What the task asks ->
For this exercise, please find the lines in the entries that include the word "point" and copy them.
───── The input ─────
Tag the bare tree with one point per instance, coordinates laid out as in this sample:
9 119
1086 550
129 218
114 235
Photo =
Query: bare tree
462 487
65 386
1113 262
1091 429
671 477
─────
───── The input ─────
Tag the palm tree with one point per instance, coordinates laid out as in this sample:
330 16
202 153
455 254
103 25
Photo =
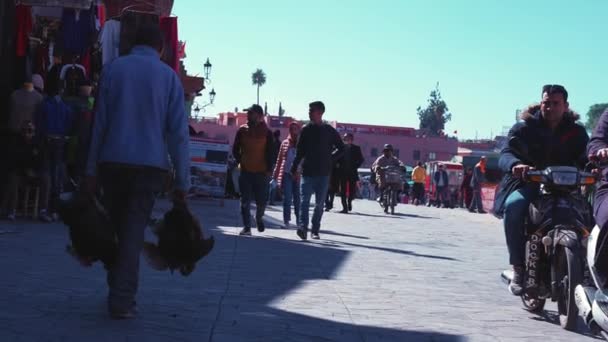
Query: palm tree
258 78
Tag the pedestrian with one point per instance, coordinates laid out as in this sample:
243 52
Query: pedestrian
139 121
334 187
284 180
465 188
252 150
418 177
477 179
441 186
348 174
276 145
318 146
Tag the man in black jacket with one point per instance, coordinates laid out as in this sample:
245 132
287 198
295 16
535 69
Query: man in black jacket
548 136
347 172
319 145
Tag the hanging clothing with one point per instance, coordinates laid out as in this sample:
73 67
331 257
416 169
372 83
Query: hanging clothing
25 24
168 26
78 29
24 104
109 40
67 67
─────
───── The input ─────
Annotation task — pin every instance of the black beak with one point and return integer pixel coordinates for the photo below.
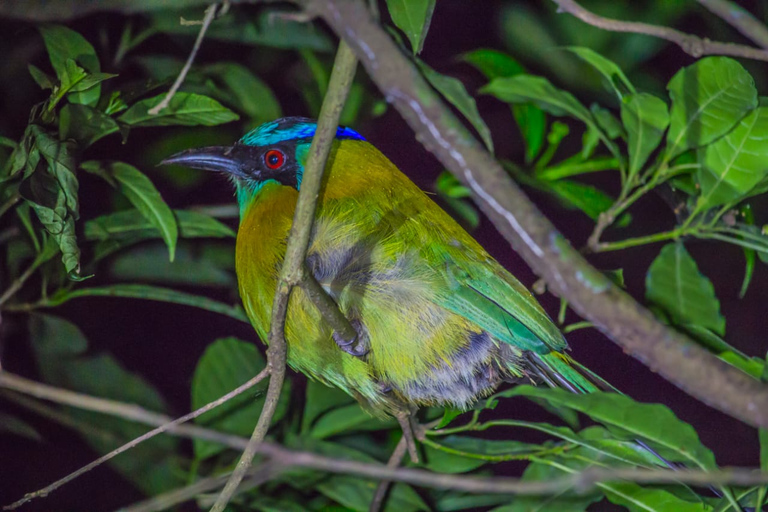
─────
Solution to the exercise ->
Tag the bare tree with one point per instance, coordinates laid out as in this sample:
Tag the palm tree with one point per instance, coordinates laid out as in this sample:
Tag the pedestrian with one point per instance, coordinates laid out as in this sample:
Tag the man in black jacket with one point per instance, coordinates laid out as in this sample:
Tag the hanging clothing with one point per instance, coordinates laid out as in this sample:
Annotation task — pin every instance of the black beak with one point and return integer pixel coordinates for the photo below.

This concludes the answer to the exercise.